= Passage to read =

::::::::

# How should my year old goat be castrated?



## Harley-goats-mom (Dec 9, 2016)

I'm new to goats and need some guidance from experienced owners. I have two males, one was banded young and the other is still intact. I realize now that I should have had him castrated as soon as I got him but the deaths of my parents kind of put that on the back burner. Now my intact male is just straight up ornery and stinky. But my biggest concern is my smaller boy as the intact male wants to breed with him. What is the best and safest way to castrate him? I spoke to one vet, not a livestock vet, and he wanted to do a full neuter, just like he would do for a large dog,to the tune of $300!! If I can't find another option, that is the route I will have to take. I know of a few livestock vets but neither have returned my calls. Please please please, I need some guidance, advice, words of wisdom....I just need help.

Thank you in advance!


----------



## Damfino (Dec 29, 2013)

I've had goats neutered like a dog but it didn't cost nearly $300! I paid more like $90-$100. But the better option is if one of the livestock vets has a Callicrate ratchet bander. These work on any age buck. He will be sore for a few days but it shouldn't be as painful as having him surgically castrated. Place a few calls back to the livestock vets and specifically ask about the Callicrate bander. They may simply not have time at the moment to fit in a surgery for a new client. Banding, on the other hand, is like a two minute job, and they can tell you right away whether they have the right tool. 

In the meantime, is there a way for you to separate your goats so your little wether doesn't get hurt or traumatized? It will be best if they can still see each other.


----------



## KW Farms (Jun 21, 2008)

I've banded adult bucks with no problem, but I wouldn't do it in rutt. I would wait until early spring when he's out of rutt, calmed down, and testicles are a little smaller. Not sure I'd recommend it if these are pets as there's more risk with banding adult bucks, but honestly, it has it's risks with whichever way you go. Goats don't do well with anesthesia so that alone can be risky going the surgical route.


----------



## toth boer goats (Jul 20, 2008)

::::::::

= Data provided =
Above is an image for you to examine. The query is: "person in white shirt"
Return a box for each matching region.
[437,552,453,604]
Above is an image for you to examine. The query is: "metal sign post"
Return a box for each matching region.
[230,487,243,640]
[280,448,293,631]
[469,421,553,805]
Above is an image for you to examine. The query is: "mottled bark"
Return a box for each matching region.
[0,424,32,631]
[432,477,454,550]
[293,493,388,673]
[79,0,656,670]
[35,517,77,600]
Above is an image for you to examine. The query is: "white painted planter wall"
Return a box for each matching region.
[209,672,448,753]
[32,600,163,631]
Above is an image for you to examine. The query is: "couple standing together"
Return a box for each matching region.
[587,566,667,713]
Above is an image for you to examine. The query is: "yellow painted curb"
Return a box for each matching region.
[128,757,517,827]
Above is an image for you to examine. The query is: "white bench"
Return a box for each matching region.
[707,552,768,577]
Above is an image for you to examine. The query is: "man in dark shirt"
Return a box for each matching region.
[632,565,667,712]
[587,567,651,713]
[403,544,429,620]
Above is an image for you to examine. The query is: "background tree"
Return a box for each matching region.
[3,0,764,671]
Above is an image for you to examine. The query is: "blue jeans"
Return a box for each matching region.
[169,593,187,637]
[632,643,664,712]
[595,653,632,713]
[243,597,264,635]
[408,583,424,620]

::::::::

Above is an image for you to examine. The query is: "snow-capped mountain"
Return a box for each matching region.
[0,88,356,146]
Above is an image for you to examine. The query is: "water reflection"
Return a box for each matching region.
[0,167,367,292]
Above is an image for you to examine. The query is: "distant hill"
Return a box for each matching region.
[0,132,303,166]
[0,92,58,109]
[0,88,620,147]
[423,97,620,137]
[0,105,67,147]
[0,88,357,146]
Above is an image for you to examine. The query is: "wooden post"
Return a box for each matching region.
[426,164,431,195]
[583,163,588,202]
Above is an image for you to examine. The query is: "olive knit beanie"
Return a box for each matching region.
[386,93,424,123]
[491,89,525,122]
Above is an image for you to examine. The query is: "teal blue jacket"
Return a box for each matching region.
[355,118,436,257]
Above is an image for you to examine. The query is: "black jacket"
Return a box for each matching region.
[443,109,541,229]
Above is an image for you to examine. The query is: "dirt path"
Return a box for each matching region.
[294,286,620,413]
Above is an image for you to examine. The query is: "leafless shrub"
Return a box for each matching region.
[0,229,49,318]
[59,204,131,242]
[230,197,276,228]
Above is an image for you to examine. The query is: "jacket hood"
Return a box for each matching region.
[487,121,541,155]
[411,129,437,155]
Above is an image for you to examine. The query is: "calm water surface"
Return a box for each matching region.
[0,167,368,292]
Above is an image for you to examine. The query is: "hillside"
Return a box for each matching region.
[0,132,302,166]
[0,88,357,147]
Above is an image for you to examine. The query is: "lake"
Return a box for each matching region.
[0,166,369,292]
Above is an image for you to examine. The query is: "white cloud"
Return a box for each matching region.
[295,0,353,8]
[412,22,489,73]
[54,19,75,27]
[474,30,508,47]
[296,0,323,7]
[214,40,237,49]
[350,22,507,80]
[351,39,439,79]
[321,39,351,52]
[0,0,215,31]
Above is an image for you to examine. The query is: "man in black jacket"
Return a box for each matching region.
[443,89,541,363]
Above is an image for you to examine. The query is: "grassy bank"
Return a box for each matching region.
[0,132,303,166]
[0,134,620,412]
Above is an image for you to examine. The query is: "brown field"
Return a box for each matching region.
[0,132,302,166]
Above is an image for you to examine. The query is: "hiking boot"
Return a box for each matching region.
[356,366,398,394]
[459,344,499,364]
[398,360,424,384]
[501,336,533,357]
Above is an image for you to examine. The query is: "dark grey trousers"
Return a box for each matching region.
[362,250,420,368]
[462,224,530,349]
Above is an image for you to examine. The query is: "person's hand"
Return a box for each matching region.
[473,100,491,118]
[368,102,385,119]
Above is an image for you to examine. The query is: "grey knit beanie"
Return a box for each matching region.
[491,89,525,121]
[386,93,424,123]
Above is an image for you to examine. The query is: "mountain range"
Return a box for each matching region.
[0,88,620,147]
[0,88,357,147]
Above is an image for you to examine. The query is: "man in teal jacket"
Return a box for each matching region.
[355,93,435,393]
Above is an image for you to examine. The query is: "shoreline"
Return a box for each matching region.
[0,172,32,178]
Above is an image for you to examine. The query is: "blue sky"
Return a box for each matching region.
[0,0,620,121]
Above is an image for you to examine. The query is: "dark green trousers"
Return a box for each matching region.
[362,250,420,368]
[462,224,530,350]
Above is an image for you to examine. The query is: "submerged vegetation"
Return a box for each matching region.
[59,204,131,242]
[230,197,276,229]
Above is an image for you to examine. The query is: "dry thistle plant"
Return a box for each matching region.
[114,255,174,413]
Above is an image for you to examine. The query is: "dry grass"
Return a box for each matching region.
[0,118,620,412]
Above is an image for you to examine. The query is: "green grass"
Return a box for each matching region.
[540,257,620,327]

::::::::

= What you need to do =
(a) In the goat castration thread, rewrite the paragraph that begins "I've had goats neutered like a dog" as a shorter version that keeps its main facts.
(b) List every username that appears as a poster heading in the goat castration thread.
(c) Copy the goat castration thread word for word, from "Thank you in" to "see each other.".

= Exercise answers =
(a) The writer has had goats neutered like dogs for about $90–$100, far less than $300. A better choice is a livestock vet with a Callicrate ratchet bander, which works on bucks of any age. The goat will be sore for a few days, but it should hurt less than surgical castration. Call the livestock vets back and ask about the Callicrate bander by name. They may not have time to fit in surgery for a new client, but banding takes about two minutes, and they can say right away whether they have the tool.

(b)
- Harley-goats-mom
- Damfino
- KW Farms
- toth boer goats

(c)
Thank you in advance!


----------



## Damfino (Dec 29, 2013)

I've had goats neutered like a dog but it didn't cost nearly $300! I paid more like $90-$100. But the better option is if one of the livestock vets has a Callicrate ratchet bander. These work on any age buck. He will be sore for a few days but it shouldn't be as painful as having him surgically castrated. Place a few calls back to the livestock vets and specifically ask about the Callicrate bander. They may simply not have time at the moment to fit in a surgery for a new client. Banding, on the other hand, is like a two minute job, and they can tell you right away whether they have the right tool. 

In the meantime, is there a way for you to separate your goats so your little wether doesn't get hurt or traumatized? It will be best if they can still see each other.